___ Study material

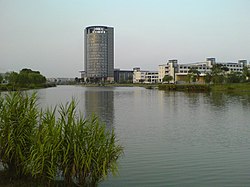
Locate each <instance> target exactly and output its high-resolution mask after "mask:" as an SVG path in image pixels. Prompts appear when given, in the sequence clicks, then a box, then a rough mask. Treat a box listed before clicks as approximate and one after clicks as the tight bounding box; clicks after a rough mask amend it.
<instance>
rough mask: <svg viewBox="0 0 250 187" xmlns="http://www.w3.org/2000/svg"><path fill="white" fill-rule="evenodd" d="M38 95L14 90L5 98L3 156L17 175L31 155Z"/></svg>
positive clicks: (9, 170) (0, 108) (35, 122)
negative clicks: (27, 158)
mask: <svg viewBox="0 0 250 187" xmlns="http://www.w3.org/2000/svg"><path fill="white" fill-rule="evenodd" d="M36 102H37V96H36V94H32V95H31V96H29V95H28V94H27V93H22V92H11V93H9V94H7V95H6V97H5V98H3V97H1V104H0V105H1V106H0V158H1V160H0V161H1V162H2V164H3V166H4V167H5V168H6V169H7V170H8V171H9V172H10V173H11V174H12V176H14V177H18V176H22V175H23V169H24V161H25V159H26V158H27V157H28V155H29V153H30V152H29V151H30V147H31V145H32V137H33V133H34V128H35V126H36V125H37V117H38V109H37V105H36Z"/></svg>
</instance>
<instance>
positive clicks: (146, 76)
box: [145, 71, 159, 84]
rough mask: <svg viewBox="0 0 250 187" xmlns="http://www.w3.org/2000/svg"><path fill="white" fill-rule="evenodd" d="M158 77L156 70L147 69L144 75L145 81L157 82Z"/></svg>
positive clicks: (150, 81)
mask: <svg viewBox="0 0 250 187" xmlns="http://www.w3.org/2000/svg"><path fill="white" fill-rule="evenodd" d="M158 79H159V76H158V71H147V72H146V75H145V83H149V84H152V83H157V82H158Z"/></svg>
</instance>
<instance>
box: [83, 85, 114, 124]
mask: <svg viewBox="0 0 250 187" xmlns="http://www.w3.org/2000/svg"><path fill="white" fill-rule="evenodd" d="M85 111H86V115H87V116H89V115H92V114H95V115H97V116H98V117H99V118H100V119H101V121H102V122H104V123H106V124H107V125H108V126H113V119H114V91H113V88H107V89H95V88H90V89H88V90H86V91H85Z"/></svg>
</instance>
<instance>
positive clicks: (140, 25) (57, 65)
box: [0, 0, 250, 78]
mask: <svg viewBox="0 0 250 187" xmlns="http://www.w3.org/2000/svg"><path fill="white" fill-rule="evenodd" d="M91 25H106V26H112V27H114V29H115V68H120V69H126V70H131V69H132V68H133V67H141V69H143V70H157V69H158V65H159V64H164V63H166V62H167V61H168V60H170V59H178V62H179V63H191V62H198V61H204V60H205V59H206V58H207V57H215V58H216V60H217V61H222V62H228V61H230V62H237V61H238V60H239V59H246V60H248V61H249V60H250V1H249V0H0V72H6V71H16V72H19V71H20V70H21V69H22V68H31V69H32V70H38V71H40V72H41V73H42V74H43V75H45V76H46V77H72V78H74V77H79V76H80V73H79V71H80V70H83V67H84V64H83V55H84V54H83V38H84V37H83V31H84V28H85V27H87V26H91Z"/></svg>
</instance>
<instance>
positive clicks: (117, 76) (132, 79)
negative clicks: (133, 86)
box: [114, 69, 133, 83]
mask: <svg viewBox="0 0 250 187" xmlns="http://www.w3.org/2000/svg"><path fill="white" fill-rule="evenodd" d="M114 81H115V82H116V83H132V82H133V71H132V70H120V69H115V71H114Z"/></svg>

______

▸ **Try it**:
Please find every line in the records that contains the word "rough", and copy it out.

▸ **Task answer**:
Locate each <instance> target exactly and output its high-resolution mask after "mask:" as an SVG path in image pixels. Prompts appear when given, in the sequence clicks, then a box, then a rough mask. Treat a box listed before clicks as approximate and one after clicks as the tight bounding box; clicks after a rough mask amend it.
rough mask: <svg viewBox="0 0 250 187" xmlns="http://www.w3.org/2000/svg"><path fill="white" fill-rule="evenodd" d="M38 95L14 90L5 98L3 156L17 175L31 155Z"/></svg>
rough mask: <svg viewBox="0 0 250 187" xmlns="http://www.w3.org/2000/svg"><path fill="white" fill-rule="evenodd" d="M158 77L156 70L147 69L144 75L145 81L157 82Z"/></svg>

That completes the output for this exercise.